Metis : User documentation

User documentation

Usage:

-h [ site name ]
Example of valid site name:
http://site.com
https://site.com
https://site.com:port
site.com

-D : enables debug mode

-T [report type] : Default is HTML
Report types:
1 : ASCII
2 : HTML

-U [site username] : set the username for Basic Authentication

-P [site password] : set the password for Basic Authentication

-X [proxy host] : set the proxy host to use

-C [proxy port] : set the proxy port to use. Default is 80.

-l [site list file] : filename with sites to spider (see Site List File format ).

-F [urls to include file] : filename with urls to include in the spider (see URL to include file format )

-E [email domain] : email domain for host specified by -h. Default will be root domain.

-L [custom login xml filename] : xml configuration file name to use for custom login support (see Custom Login Handler )

Special keys
S : If you type the 's' key in the console where metis is running, it will stop the spider.

more to come ...

Metis configuration files
You can control the way the code functions with the following configure files located in the conf directory of your installation path.

webglobal.properties

Option	Description	Default Value
default_port	Default port for HTTP connections	80
debug	0 : disable debug 1: enable debug	0
useragent	The value will be used in the User-Agent request header for all HTTP/SSL request	metis 2.1
proxy_host	Proxy host to use
http_password	Password used for each requests
http_user	User used for each requests
timeout_retries	Number of times to retry a request when a timeout occurs	0
socket_timeout	Number of mili seconds before a request will timeout	10000
proxy_port	Proxy port to use	80
max_sites_in_parallel	The maximum number of sites to spider in parallel. -1 means no limit.	-1
max_request_download	This set the maximum file size the engine will download. This protects again downloads of large files when the engine is thinking the file content is simple html. Setting this value to 0 will tell the engine to download any file size.	1572864
potential_html_file_ext	This is a list of file extensions that the engine considers as containing html. This is used to bypass some web server protections software. This was developed to allow spidering a site protected by SecureIIS from Eeye.com	htm;html;shtml;stm;pl;cfm; php;php3;mv;cgi;asp;css
use_file_io_for_spider_data	This option will write core spider data on the file system instead of managing them in memory. This allows the spider to use much less memory and allow to spider much larger sites with smaller ram usage. 0 : disable 1: enable	1
site_element_handler	This option indicates to the spider engin witch class to use to manage the site elements (urls done, emails, site urls, ...). The class specified here as to implement java.util.List interface. This could allow users to manage the data as they wish. This is only used if the user_file_io_for_spider_data is enabled.	faust.sacha.util.FileModeList
keyword_search_list	This is a list of keywords you would like the spider to search for you. Each keyword need to be seperated by ; (like word1;word2;word3)

■ ■ ■ ■

# TASK DETAILS
Pick up the Metis user documentation after its last line and keep writing it. The data that comes next has no connection to the Metis user documentation.

# PROVIDED DATA
■ ■ ■ ■

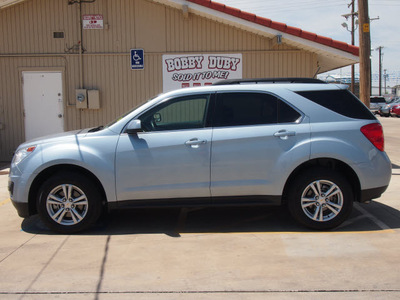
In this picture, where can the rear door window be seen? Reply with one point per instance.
(241, 109)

■ ■ ■ ■

# ANSWER TO THIS PROBLEM
threadmanager.properties

Option	Description	Default Value
max_threads	This set the maximum number of request the engine will run in concurrence.	100

Site List File format
The format of the file is simply. To include a sites to spider, simply add one per line. You can also specify the email domain for the site with the following synthax : [site,emaildomain].
Example:
www.site.com
[www.domain.com,domain.com]

This will spider the www.site.com and it will spider www.domain.com and set the email domain to domain.com.

URL to include file Format
Like the site list file format, the format of this file is simple and follows the same concept.To include a path to include in all spiders, simply add one per line.You can also specify if the path points to a file or folder with the following synthax : [type:path]. The type can ether be File or Folder. If the type is not specified, the spider will try to figure the type.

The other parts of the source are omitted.